本文抜粋 →
== == ==
平成27年6月定例会 一般質問 質疑質問・答弁全文 (荒川岩雄議員)

多選自粛条例について

Q 荒川岩雄議員(自民)

 

月日のたつのは本当に早いもので、あれからもう12年。思えば、私が初めて一般質問を行った12年前の平成15年9月定例会でございました。私の席は、一番前列でございました。今は一番後ろでございます。知事の政治姿勢に関することを中心に質問させていただいたことを、今鮮明に覚えております。
パフォーマンスよろしく颯爽と登場した上田新知事は、県庁にバスで通勤してきた。知事公舎には住まない、公用車は使わない等々と言い出し、私はあ然といたしました。一国の城主たる者、パフォーマンスもいいかげんにしてくださいと、こう注文をつけ、公職の立場にある知事ということを十分わきまえていただきたいと問いただしました。
== == ==
記録一覧 →
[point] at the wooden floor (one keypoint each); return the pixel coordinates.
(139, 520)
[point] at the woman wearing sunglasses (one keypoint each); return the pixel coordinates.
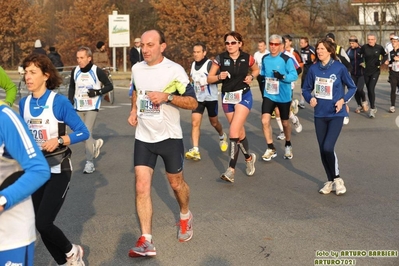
(324, 90)
(237, 70)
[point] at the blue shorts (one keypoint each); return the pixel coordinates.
(171, 151)
(246, 100)
(18, 256)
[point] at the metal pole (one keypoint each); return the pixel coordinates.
(232, 14)
(267, 22)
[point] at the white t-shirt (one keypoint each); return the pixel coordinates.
(157, 122)
(258, 57)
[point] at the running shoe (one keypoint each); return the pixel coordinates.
(281, 136)
(365, 106)
(339, 186)
(288, 153)
(251, 165)
(223, 143)
(143, 248)
(186, 229)
(297, 125)
(228, 175)
(327, 188)
(193, 155)
(372, 112)
(269, 154)
(76, 259)
(295, 105)
(97, 146)
(89, 168)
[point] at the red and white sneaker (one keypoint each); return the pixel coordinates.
(143, 248)
(186, 229)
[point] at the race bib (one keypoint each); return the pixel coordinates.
(272, 86)
(324, 88)
(395, 66)
(232, 97)
(40, 131)
(146, 107)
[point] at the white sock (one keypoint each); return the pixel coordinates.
(185, 216)
(73, 251)
(280, 125)
(147, 237)
(293, 118)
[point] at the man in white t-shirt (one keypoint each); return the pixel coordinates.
(160, 88)
(262, 51)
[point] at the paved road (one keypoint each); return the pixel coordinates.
(276, 217)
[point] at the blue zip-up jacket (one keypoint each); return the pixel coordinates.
(18, 141)
(63, 111)
(356, 59)
(340, 75)
(285, 65)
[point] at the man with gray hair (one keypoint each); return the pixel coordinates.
(85, 92)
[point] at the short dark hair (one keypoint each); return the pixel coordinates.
(200, 44)
(43, 62)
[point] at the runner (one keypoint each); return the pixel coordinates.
(234, 66)
(207, 97)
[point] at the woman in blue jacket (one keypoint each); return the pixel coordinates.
(47, 115)
(324, 89)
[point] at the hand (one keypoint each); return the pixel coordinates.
(278, 75)
(132, 119)
(339, 104)
(313, 102)
(50, 145)
(93, 93)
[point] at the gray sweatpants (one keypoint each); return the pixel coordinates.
(89, 118)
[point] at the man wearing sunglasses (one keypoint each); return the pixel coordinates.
(279, 71)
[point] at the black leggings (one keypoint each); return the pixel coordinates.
(360, 96)
(371, 81)
(47, 202)
(327, 132)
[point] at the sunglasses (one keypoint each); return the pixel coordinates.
(274, 44)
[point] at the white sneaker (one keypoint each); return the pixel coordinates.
(76, 259)
(97, 146)
(269, 154)
(295, 105)
(339, 186)
(297, 125)
(327, 188)
(372, 112)
(250, 170)
(89, 168)
(288, 153)
(281, 136)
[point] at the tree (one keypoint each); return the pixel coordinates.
(19, 28)
(84, 23)
(186, 22)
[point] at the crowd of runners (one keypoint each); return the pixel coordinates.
(330, 77)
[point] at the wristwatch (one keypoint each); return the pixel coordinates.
(3, 201)
(170, 98)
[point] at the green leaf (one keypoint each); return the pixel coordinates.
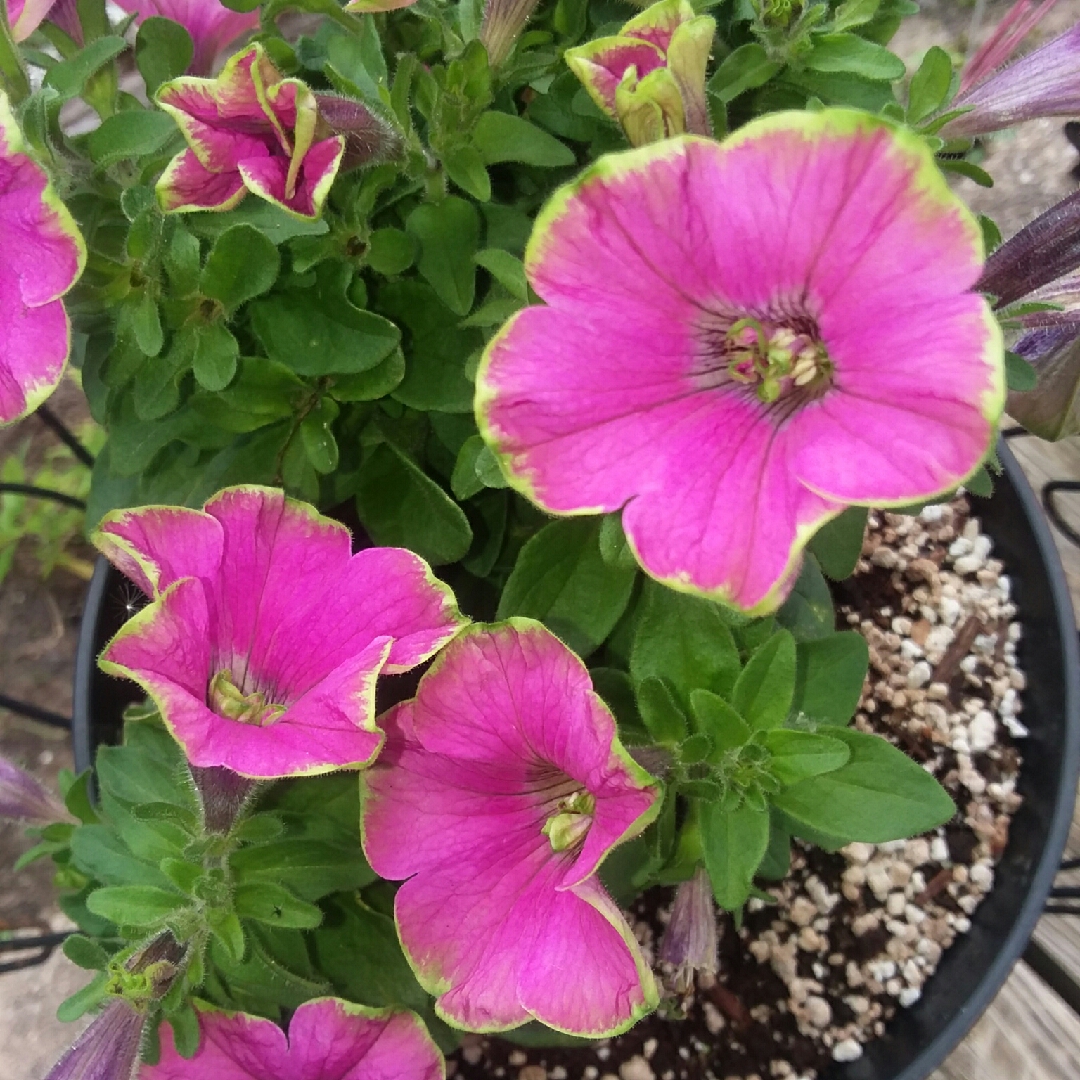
(838, 543)
(390, 251)
(765, 688)
(507, 269)
(1020, 375)
(146, 323)
(85, 953)
(375, 382)
(311, 868)
(661, 715)
(854, 13)
(562, 579)
(436, 349)
(318, 437)
(808, 612)
(271, 903)
(500, 136)
(401, 507)
(163, 51)
(930, 85)
(879, 795)
(448, 233)
(797, 755)
(183, 261)
(778, 858)
(242, 264)
(966, 169)
(130, 134)
(717, 719)
(358, 949)
(215, 358)
(685, 640)
(464, 166)
(271, 220)
(135, 905)
(829, 677)
(734, 844)
(226, 928)
(69, 77)
(853, 55)
(319, 332)
(746, 68)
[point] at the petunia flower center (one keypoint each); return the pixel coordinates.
(774, 359)
(228, 700)
(570, 821)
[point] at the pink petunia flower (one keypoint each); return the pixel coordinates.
(328, 1039)
(247, 130)
(42, 256)
(265, 637)
(650, 76)
(25, 16)
(731, 373)
(501, 788)
(213, 27)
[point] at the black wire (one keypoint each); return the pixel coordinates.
(64, 434)
(44, 944)
(44, 493)
(34, 713)
(1049, 490)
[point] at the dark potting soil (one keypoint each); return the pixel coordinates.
(853, 935)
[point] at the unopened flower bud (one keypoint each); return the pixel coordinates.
(691, 940)
(107, 1050)
(368, 138)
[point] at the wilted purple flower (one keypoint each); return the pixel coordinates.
(1039, 265)
(1015, 25)
(690, 941)
(1043, 83)
(24, 798)
(503, 21)
(107, 1050)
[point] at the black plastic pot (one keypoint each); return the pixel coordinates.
(973, 970)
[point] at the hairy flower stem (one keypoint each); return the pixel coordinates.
(12, 72)
(224, 795)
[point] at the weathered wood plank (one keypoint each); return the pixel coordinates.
(1028, 1034)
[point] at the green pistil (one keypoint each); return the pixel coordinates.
(572, 821)
(227, 700)
(774, 360)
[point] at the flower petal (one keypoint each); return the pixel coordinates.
(186, 185)
(268, 178)
(157, 545)
(611, 987)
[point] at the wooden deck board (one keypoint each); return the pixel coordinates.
(1029, 1033)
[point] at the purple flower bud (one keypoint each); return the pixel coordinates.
(23, 798)
(368, 138)
(1050, 410)
(1043, 83)
(1040, 253)
(107, 1050)
(691, 939)
(503, 21)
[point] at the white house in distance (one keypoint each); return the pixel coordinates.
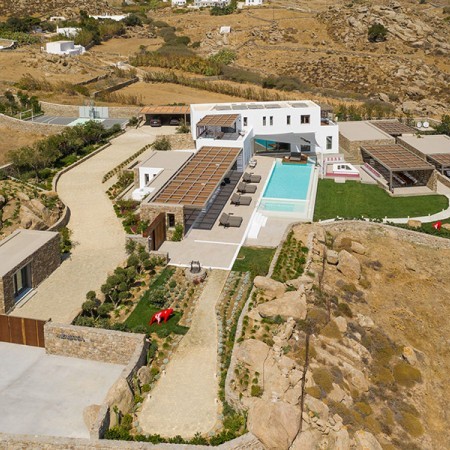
(265, 128)
(64, 48)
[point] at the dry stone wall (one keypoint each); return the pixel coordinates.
(108, 346)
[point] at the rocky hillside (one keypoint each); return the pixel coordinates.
(350, 355)
(24, 207)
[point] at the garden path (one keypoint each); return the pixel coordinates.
(98, 235)
(184, 400)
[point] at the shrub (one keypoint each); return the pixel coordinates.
(406, 375)
(377, 33)
(411, 424)
(323, 378)
(162, 144)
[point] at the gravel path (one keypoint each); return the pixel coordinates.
(97, 233)
(184, 401)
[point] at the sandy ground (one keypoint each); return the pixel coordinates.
(167, 93)
(98, 235)
(408, 300)
(184, 400)
(12, 139)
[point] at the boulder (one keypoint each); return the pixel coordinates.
(90, 415)
(275, 424)
(358, 248)
(414, 223)
(270, 287)
(317, 407)
(349, 265)
(341, 323)
(291, 304)
(366, 441)
(409, 354)
(120, 395)
(253, 354)
(332, 257)
(310, 439)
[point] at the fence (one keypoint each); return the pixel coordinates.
(18, 330)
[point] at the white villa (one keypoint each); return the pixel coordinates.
(265, 128)
(64, 48)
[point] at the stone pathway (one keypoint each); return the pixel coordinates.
(98, 235)
(184, 400)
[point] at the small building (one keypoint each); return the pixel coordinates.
(27, 257)
(64, 48)
(69, 32)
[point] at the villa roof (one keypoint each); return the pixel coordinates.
(443, 159)
(219, 120)
(396, 158)
(393, 127)
(198, 179)
(154, 110)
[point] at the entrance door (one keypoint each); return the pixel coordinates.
(22, 281)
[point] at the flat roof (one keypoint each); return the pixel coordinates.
(219, 120)
(198, 179)
(443, 159)
(428, 144)
(166, 110)
(16, 247)
(396, 158)
(362, 130)
(393, 127)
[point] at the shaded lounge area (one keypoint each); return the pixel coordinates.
(398, 166)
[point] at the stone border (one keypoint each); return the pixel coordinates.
(28, 442)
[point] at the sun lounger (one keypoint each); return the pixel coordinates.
(250, 178)
(237, 199)
(228, 220)
(246, 188)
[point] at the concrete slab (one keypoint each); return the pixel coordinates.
(44, 394)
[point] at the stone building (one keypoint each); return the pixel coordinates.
(27, 257)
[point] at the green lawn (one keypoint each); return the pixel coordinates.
(144, 310)
(354, 199)
(254, 260)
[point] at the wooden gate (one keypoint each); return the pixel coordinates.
(18, 330)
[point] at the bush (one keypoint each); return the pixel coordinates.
(377, 33)
(406, 375)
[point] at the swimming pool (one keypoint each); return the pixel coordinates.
(288, 190)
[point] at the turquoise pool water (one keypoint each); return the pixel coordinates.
(288, 181)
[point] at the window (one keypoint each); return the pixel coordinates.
(171, 220)
(304, 119)
(21, 281)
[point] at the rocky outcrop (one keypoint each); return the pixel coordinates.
(270, 287)
(275, 424)
(349, 265)
(291, 304)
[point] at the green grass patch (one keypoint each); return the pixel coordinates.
(254, 260)
(353, 199)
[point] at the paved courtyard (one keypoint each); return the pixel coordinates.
(46, 394)
(98, 235)
(184, 400)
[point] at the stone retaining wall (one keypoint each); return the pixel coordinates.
(27, 126)
(114, 347)
(24, 442)
(115, 112)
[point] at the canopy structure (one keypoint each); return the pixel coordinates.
(199, 178)
(398, 165)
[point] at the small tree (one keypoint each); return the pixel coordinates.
(377, 33)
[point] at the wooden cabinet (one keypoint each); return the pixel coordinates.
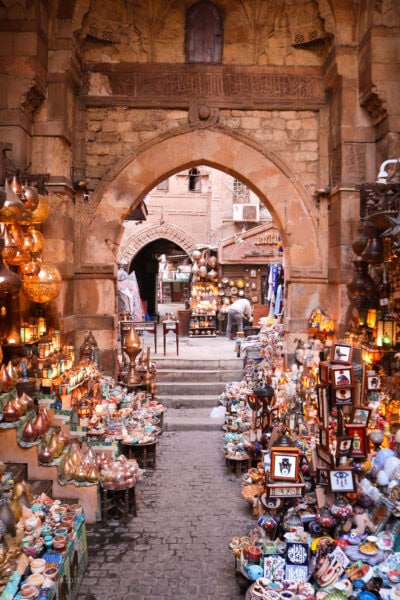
== == ==
やること → 本文抜粋によると、荒川岩雄議員が初めて一般質問を行ったのはいつの定例会ですか。

解答 → 平成15年9月定例会です。